After all, Mr. Sneelock is one of my friends.
If I Ran the Circus, Dr. Seuss
He might even help out doing small odds and ends.
Doing little odd jobs, he could be of some aid…
Such as selling balloons and the pink lemonade.
When I was a kid, any time we let my father choose what book to read us he would pick Dr. Seuss’s If I Ran the Circus. I find this a fun book for the list of crazy Seussian creatures and the completely unchecked quality of the narrator’s imagination (you must admit, he doesn’t think small!). Probably the most interesting element of the book, however, is the quiet Mr. Sneelock who owns the vacant lot that the narrator is imagining turning into his fabulous circus.

Mr. Sneelock is there from the first page of the book and winds throughout the narrator’s fantasies as part of many of the circus acts. Throughout, he appears in his slippers with his pipe perpetually in his mouth, and always looking blithely unconcerned about the daring deeds he is undertaking (taming large, dangerous-looking creatures; flying through the air with trapese artists suspended only by his pipe; laying under racing cars; etc.). It’s clear that the kid narrating the book has complete faith that Mr. Sneelock can do anything with his unruffled aplomb.

[RAW DATA]
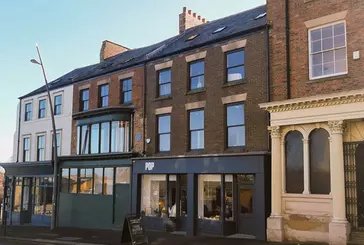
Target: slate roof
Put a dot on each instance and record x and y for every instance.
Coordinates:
(236, 24)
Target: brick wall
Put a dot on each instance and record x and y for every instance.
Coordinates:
(301, 11)
(254, 86)
(114, 100)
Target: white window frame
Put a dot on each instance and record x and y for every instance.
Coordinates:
(310, 56)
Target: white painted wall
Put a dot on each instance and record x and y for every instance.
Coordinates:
(37, 126)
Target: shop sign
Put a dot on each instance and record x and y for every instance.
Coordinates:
(149, 166)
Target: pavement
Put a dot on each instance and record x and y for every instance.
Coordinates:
(23, 235)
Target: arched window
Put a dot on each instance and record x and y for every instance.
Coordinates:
(294, 162)
(320, 162)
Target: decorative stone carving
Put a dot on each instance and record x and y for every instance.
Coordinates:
(336, 127)
(275, 131)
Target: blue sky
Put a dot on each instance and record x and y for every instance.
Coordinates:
(70, 33)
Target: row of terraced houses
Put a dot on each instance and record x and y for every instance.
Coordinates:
(251, 124)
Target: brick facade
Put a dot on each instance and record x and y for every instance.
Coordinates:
(301, 11)
(215, 88)
(114, 100)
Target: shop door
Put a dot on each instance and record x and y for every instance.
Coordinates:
(359, 161)
(26, 209)
(121, 205)
(245, 191)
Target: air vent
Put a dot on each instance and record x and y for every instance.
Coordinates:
(192, 37)
(219, 29)
(260, 16)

[WHAT THE TASK ASKS] Return the text of the post about If I Ran the Circus between "Doing little odd" and "his fabulous circus.", inclusive, copied word for word. None of the data is needed here.

[EXERCISE ANSWER]
Doing little odd jobs, he could be of some aid…
Such as selling balloons and the pink lemonade.
When I was a kid, any time we let my father choose what book to read us he would pick Dr. Seuss’s If I Ran the Circus. I find this a fun book for the list of crazy Seussian creatures and the completely unchecked quality of the narrator’s imagination (you must admit, he doesn’t think small!). Probably the most interesting element of the book, however, is the quiet Mr. Sneelock who owns the vacant lot that the narrator is imagining turning into his fabulous circus.